___ RECORDS TO PROCESS

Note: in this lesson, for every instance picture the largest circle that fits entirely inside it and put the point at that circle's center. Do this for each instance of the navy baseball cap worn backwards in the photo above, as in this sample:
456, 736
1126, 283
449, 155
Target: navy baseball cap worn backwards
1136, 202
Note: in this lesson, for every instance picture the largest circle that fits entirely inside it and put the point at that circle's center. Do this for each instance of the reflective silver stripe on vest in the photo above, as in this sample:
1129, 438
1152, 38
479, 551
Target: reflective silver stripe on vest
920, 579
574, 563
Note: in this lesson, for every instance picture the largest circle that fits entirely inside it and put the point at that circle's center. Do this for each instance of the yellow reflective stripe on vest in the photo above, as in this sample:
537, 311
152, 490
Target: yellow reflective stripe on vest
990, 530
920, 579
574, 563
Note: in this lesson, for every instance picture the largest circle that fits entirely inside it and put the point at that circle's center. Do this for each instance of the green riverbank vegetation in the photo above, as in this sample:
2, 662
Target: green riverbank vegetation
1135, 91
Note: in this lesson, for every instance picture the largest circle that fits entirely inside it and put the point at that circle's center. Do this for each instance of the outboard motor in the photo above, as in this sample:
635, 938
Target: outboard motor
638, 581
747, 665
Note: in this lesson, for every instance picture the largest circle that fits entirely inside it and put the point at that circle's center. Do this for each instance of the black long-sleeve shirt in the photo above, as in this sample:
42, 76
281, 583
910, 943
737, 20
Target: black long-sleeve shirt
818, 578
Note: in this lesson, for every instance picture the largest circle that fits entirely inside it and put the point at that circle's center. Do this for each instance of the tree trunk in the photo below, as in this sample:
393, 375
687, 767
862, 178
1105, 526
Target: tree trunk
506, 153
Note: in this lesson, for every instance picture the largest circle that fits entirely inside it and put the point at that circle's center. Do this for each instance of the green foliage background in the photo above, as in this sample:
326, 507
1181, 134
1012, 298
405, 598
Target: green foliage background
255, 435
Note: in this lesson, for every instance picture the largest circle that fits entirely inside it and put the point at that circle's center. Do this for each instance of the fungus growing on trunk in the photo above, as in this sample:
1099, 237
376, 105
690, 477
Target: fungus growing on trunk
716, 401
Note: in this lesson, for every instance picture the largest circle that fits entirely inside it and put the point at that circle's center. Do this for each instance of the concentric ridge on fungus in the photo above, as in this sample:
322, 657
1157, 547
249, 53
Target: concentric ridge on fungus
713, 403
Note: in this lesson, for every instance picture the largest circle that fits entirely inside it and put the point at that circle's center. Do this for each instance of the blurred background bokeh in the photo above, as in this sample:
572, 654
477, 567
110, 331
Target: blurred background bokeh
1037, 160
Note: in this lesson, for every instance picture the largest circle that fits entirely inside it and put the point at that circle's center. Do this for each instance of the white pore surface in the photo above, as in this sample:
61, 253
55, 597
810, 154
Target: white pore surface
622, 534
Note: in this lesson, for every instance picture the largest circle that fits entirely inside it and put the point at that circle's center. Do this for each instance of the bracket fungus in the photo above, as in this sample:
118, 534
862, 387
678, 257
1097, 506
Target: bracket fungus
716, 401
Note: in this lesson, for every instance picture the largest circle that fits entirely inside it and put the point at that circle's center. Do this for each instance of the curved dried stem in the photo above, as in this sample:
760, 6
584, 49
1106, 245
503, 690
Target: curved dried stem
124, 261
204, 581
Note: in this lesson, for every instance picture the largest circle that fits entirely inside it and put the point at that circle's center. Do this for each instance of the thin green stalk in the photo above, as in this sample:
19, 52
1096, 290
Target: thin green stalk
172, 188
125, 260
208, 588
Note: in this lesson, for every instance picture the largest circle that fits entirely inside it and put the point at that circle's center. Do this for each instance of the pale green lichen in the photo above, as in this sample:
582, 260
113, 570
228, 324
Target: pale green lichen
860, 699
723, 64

______

#### [INSTRUCTION]
Return the line that contains "of the curved" along with every line after it through the end of the entries, exactly, adding nothing.

#### [FULL RESPONSE]
Note: in this lesson, for every instance picture the largest circle that fits entirely inside it and put the point at that circle's center. Do this for each instance of the curved dried stem in the photo above, as in this sample:
760, 6
584, 49
1106, 245
503, 690
Target: curved dried stem
124, 261
204, 581
Note: in this lesson, for every instance picture the largest circle that fits entirely inside it and put the point at that circle's center. Do this for each instance of the thin green stalk in the photo above, as in this sample:
19, 52
1096, 290
Target: thin green stalk
172, 188
125, 260
208, 588
Note: in this lesson, for every instance picture the largest circle that fits entirely inside it and put the point at that circle's center. Do this for each instance of the pale green lichen in the photo above, as in this sample:
582, 260
113, 570
228, 324
Target: pale green lichen
860, 699
723, 64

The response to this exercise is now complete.